### Excerpted records
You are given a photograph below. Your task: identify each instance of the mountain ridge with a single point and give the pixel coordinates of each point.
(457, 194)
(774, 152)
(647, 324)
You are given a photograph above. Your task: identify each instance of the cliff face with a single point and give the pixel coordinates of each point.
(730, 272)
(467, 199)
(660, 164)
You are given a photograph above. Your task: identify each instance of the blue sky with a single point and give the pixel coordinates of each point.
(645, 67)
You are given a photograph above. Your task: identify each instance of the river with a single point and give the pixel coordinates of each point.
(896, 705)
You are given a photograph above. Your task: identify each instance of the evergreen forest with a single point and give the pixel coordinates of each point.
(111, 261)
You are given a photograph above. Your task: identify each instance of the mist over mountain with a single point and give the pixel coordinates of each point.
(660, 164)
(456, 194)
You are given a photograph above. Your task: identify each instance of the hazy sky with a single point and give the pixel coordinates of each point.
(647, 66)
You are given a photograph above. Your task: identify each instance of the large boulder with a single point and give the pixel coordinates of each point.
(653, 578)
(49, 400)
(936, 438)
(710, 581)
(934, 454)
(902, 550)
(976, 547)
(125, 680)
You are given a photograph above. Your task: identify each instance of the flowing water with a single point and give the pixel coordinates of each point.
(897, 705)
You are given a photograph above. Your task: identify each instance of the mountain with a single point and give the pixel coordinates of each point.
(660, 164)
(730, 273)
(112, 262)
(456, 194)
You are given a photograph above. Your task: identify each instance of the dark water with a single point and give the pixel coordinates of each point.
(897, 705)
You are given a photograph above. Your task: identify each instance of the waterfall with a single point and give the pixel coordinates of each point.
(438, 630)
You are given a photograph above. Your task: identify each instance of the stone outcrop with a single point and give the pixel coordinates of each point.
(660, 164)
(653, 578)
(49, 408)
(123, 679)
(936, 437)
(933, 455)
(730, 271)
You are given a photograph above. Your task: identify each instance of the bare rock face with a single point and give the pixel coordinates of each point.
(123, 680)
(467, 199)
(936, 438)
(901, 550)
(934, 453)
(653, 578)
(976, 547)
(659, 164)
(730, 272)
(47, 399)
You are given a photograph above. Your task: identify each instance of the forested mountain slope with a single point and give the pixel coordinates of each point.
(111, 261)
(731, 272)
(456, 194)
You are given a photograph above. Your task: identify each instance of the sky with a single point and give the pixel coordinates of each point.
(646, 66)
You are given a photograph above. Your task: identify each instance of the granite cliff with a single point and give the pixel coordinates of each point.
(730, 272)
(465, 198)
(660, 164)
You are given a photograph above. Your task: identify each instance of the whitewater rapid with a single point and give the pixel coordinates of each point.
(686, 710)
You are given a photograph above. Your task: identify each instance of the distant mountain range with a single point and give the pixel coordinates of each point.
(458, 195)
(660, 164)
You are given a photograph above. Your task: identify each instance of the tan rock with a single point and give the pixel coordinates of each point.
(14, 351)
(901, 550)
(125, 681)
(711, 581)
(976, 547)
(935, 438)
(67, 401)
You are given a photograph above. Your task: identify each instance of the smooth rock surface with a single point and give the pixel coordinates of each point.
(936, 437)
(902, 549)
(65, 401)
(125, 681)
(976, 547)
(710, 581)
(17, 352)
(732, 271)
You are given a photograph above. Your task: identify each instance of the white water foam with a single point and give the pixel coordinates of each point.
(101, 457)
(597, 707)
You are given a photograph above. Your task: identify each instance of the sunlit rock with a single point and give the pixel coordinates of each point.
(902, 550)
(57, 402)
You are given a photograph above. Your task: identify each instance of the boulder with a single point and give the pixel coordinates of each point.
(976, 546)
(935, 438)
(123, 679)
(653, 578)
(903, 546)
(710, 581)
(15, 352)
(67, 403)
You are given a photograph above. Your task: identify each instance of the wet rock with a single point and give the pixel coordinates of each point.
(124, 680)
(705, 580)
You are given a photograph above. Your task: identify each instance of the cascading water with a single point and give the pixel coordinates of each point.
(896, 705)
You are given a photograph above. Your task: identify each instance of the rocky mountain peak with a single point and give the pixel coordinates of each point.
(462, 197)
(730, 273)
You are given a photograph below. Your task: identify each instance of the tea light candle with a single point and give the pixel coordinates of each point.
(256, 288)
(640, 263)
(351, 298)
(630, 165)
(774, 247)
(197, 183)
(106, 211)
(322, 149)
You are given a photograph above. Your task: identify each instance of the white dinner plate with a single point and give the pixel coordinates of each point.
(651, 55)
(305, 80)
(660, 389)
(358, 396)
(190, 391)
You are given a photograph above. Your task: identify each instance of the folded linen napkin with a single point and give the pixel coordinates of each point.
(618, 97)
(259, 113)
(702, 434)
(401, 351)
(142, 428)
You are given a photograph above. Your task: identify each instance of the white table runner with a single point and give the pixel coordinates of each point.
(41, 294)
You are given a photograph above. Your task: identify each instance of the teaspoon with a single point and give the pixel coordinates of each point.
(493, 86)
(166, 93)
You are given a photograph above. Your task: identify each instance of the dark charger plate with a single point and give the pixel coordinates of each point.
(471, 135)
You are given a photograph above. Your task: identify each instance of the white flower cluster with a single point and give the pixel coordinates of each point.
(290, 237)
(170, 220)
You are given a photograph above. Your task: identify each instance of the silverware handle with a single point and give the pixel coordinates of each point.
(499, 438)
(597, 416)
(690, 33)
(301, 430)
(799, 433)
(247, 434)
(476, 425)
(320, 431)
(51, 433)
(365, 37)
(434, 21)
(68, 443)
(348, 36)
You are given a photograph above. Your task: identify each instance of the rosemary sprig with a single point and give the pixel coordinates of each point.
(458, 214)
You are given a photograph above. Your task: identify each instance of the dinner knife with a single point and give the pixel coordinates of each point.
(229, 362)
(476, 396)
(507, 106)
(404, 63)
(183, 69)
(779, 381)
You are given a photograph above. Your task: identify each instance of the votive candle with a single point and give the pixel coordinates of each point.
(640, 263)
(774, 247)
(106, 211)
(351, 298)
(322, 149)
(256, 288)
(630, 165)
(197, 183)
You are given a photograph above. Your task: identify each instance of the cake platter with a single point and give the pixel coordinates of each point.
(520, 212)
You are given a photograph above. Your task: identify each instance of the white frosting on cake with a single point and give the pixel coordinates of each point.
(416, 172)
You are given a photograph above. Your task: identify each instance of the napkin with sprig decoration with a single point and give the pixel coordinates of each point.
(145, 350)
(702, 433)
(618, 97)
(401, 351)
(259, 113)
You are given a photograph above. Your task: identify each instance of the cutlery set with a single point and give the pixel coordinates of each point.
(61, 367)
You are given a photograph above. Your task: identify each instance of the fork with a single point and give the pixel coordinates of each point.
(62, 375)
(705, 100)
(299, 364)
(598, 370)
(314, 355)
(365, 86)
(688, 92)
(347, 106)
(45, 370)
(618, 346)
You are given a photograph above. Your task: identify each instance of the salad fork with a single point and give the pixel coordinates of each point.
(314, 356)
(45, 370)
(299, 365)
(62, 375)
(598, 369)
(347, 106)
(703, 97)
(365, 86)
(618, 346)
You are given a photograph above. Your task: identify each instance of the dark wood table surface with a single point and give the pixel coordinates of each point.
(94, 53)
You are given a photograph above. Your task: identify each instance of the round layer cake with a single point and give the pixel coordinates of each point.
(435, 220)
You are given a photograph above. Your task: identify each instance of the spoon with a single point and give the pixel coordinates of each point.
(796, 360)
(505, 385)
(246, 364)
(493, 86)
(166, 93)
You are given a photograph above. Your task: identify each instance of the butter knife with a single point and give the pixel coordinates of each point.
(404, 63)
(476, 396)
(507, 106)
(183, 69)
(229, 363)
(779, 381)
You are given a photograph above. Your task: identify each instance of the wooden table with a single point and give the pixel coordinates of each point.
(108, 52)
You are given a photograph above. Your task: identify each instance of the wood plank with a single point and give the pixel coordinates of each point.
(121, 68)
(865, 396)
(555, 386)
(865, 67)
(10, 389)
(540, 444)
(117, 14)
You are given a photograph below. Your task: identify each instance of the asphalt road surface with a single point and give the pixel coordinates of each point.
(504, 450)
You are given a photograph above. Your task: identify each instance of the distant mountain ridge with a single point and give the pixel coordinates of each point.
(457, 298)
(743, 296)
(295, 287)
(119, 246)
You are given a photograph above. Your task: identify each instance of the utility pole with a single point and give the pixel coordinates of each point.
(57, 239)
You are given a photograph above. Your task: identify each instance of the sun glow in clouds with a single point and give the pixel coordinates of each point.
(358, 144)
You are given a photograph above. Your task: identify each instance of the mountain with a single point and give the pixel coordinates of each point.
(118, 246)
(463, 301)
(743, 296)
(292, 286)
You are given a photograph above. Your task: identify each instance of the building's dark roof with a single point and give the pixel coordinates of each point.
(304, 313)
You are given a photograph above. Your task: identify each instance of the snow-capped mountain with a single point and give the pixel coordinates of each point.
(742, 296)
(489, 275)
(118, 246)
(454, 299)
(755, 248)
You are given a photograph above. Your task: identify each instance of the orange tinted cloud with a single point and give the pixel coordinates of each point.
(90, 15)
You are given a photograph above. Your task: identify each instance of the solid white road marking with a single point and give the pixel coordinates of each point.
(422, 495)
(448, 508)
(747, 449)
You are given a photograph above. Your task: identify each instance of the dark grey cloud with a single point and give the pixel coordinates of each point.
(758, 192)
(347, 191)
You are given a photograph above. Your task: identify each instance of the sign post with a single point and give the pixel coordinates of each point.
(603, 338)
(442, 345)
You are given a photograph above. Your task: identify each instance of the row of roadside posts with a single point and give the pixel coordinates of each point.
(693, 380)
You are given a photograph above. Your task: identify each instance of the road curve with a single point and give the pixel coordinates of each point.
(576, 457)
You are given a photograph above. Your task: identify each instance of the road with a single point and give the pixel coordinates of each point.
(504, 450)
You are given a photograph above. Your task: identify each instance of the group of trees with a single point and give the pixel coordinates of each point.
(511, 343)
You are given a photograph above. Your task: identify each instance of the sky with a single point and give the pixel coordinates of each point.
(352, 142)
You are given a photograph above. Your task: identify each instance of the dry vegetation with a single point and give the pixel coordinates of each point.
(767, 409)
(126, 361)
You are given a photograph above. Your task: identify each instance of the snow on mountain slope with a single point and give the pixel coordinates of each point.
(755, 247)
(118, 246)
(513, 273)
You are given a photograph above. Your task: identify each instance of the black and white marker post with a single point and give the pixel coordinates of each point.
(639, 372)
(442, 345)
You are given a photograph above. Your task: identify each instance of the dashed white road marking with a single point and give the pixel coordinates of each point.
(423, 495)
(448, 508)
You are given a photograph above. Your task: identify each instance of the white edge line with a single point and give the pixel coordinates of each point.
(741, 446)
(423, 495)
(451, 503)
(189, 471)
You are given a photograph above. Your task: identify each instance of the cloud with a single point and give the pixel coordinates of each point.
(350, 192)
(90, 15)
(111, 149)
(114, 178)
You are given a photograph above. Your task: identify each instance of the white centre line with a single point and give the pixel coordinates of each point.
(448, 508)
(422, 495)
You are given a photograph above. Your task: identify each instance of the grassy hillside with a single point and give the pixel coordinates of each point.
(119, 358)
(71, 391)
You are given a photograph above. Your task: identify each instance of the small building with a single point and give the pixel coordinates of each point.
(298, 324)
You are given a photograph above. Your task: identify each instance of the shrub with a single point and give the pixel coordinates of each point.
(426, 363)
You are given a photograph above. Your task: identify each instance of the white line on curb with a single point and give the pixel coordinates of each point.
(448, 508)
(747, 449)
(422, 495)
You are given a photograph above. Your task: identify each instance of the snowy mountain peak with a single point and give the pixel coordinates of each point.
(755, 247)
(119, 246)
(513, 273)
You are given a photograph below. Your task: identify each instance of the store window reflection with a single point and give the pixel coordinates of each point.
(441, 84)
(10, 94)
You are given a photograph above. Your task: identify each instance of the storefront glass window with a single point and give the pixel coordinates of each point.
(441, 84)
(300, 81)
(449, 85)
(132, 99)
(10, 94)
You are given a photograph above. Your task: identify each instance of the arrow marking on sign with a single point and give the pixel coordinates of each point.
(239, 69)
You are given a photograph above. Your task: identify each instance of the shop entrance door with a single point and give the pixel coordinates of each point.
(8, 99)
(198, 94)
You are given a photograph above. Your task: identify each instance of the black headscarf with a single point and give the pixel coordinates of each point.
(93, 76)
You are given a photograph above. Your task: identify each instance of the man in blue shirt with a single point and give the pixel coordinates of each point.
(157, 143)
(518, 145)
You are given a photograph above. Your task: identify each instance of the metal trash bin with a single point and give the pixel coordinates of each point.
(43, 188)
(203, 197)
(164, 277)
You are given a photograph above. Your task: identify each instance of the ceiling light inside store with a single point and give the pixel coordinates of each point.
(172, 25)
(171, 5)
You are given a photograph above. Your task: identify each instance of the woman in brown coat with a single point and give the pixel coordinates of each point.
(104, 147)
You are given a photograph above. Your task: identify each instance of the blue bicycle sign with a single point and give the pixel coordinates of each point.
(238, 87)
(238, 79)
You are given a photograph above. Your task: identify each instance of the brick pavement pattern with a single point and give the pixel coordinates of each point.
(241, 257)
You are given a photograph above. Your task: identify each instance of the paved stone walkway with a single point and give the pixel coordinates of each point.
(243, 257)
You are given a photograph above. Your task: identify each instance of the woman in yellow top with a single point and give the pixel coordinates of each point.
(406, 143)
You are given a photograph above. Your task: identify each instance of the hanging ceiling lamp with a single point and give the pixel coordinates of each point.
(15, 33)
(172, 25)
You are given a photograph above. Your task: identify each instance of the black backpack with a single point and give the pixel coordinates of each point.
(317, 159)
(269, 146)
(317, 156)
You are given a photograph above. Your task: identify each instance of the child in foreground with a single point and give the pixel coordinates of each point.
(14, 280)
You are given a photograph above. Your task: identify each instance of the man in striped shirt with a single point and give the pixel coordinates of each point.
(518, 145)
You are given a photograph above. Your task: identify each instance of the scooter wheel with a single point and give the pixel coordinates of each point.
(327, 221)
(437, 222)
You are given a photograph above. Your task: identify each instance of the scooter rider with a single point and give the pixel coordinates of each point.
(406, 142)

### Exercise brief
Copy out the entries above word for word, starting at the line that contains "the scooter rider" and continuing through the last line of the entries.

### Final result
You are given a photograph above. Your task: identify each instance of the scooter rider with a single point and give the pixel coordinates of each point.
(406, 142)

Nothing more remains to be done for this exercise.